• [DIRECTIONS FOR THIS TASK]
Please print, word for word, every line from the one that contains "Where can the chair" through the last line of the records, and nothing else.
◆ ◆ ◆ ◆ ◆ ◆ ◆
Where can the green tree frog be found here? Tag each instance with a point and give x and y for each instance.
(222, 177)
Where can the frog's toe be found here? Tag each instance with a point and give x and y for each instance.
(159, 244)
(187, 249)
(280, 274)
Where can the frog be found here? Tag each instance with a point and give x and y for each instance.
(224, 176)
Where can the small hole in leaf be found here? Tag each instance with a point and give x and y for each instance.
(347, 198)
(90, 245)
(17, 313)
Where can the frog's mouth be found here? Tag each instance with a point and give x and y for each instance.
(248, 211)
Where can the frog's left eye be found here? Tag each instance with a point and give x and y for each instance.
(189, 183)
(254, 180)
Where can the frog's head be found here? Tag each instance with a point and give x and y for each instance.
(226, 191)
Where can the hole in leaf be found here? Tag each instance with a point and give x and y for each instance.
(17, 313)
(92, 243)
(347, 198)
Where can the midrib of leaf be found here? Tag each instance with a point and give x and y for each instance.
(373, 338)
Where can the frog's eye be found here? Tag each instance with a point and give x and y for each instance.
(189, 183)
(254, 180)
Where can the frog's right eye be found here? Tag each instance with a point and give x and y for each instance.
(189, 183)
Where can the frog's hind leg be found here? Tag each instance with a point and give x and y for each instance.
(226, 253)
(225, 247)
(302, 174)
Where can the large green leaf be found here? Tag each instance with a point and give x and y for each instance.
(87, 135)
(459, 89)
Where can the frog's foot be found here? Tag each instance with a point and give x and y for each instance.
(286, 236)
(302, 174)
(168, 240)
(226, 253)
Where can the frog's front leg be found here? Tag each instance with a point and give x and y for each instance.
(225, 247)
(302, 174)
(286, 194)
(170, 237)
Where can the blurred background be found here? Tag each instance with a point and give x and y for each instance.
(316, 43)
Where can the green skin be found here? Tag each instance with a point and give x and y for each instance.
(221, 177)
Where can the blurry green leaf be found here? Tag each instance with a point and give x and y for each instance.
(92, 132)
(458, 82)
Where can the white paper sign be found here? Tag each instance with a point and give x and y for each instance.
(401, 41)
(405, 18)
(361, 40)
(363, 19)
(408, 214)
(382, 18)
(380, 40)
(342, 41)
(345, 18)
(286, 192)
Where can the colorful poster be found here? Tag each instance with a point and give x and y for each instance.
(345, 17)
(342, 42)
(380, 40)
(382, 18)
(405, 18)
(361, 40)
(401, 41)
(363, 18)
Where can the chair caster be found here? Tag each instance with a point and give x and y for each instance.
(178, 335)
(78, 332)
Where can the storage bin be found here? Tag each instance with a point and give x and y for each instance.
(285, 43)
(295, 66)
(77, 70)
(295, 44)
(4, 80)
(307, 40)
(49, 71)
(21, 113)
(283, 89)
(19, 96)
◆ ◆ ◆ ◆ ◆ ◆ ◆
• [TASK SOLUTION]
Where can the chair caster be found here? Tag each instance with a point and give x and y for each instance.
(178, 335)
(78, 332)
Where can the storage bin be found here? Tag each instance with a point and give x and y for each instance.
(285, 43)
(295, 66)
(77, 70)
(295, 44)
(4, 80)
(307, 40)
(49, 71)
(21, 113)
(283, 89)
(19, 96)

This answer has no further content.